- [PROVIDED TEXT]
------------------------------------------------

This in itself isn't bad, but the problem it causes is that the Googlers (who
do not experience the pain that other users of the language do) are still the
majority voice in any decision. Maybe not in numbers, but definitely in
weight.

There have been a number of changes pushed through that make sense in Google's
use case but not for general development use. Stuff like declaring a folder
named "internal" special where it wasn't before. Perfectly understandable in
Google's internal uniform codebase, where nearly every package is understood
and the world is small. Not a smart change to make a few years into the 1.0
compatibility freeze though, since you can bet that a lot (I even dare say a
majority) of 'regular' developers won't know about this and might run into
problems because of this at one point or another.

This is just a small example that I can recall out of the top of my head but
my worry is that this is happening more often with a lot of features.

Counterarguments from Googlers are usually along the line of "Go has X
contributors, only Y of which are Googlers", but that is not the full truth.

------------------------------------------------

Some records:
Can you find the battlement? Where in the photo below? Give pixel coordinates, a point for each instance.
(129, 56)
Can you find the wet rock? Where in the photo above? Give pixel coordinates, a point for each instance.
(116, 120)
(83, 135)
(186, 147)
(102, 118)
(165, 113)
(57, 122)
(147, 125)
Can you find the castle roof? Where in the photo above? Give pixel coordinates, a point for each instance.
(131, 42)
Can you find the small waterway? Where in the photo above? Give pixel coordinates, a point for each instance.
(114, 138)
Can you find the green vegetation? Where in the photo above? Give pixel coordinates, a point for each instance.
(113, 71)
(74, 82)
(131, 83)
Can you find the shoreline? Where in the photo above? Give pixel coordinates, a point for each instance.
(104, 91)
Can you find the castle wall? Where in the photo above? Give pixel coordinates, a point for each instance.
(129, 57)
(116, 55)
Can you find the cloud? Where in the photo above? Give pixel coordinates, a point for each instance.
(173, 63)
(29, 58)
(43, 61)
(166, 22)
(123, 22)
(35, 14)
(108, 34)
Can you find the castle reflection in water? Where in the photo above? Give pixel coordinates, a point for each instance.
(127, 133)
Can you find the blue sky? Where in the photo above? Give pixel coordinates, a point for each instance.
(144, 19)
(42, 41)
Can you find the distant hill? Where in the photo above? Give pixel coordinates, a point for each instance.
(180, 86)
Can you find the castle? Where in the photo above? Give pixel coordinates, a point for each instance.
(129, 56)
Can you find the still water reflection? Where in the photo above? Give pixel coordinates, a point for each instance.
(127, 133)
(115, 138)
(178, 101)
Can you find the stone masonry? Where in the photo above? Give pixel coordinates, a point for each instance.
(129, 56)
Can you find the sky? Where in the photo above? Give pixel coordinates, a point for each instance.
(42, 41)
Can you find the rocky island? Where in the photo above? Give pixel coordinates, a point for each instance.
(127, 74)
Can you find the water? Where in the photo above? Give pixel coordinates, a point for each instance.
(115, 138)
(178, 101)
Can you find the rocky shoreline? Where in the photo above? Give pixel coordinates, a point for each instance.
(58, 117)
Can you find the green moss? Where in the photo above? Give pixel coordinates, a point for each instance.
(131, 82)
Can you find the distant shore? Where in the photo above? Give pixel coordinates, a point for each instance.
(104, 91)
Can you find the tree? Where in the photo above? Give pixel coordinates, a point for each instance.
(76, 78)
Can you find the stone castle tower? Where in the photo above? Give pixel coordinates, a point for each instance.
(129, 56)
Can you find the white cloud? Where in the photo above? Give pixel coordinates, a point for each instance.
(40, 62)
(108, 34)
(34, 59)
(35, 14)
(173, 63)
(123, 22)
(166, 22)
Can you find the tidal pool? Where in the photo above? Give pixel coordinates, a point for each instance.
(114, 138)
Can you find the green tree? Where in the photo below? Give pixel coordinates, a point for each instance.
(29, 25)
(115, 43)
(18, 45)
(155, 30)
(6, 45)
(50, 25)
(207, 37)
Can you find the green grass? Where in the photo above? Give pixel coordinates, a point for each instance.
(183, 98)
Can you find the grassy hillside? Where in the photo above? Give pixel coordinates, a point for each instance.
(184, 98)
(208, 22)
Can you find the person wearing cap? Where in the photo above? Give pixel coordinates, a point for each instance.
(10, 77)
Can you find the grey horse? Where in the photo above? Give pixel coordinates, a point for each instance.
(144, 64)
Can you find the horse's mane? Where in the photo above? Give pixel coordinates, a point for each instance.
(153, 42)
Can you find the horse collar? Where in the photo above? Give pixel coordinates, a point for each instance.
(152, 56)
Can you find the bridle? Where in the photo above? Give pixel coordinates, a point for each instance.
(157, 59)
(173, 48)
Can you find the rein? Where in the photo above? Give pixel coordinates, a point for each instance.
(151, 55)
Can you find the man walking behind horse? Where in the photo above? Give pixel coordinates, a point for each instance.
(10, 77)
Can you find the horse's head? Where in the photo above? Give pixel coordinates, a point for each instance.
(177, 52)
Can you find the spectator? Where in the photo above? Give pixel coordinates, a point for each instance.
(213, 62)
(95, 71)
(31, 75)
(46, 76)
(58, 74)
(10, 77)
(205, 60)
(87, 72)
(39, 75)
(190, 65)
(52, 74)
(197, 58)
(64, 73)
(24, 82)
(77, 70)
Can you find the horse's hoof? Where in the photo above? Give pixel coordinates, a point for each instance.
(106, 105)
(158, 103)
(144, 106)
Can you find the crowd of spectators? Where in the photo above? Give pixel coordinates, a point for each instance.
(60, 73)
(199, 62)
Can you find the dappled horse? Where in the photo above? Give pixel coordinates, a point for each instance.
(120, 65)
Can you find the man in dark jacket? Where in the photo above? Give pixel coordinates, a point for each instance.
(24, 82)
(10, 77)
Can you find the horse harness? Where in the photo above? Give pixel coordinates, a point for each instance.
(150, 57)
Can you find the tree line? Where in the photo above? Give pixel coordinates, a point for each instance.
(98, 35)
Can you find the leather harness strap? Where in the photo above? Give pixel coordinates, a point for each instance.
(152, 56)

------------------------------------------------

- [YOUR TASK] In the passage on Go's development, what change is given as an example of one that suits Google's use but not general development?

- [EXERCISE RESULT] Declaring a folder named "internal" special where it wasn't before.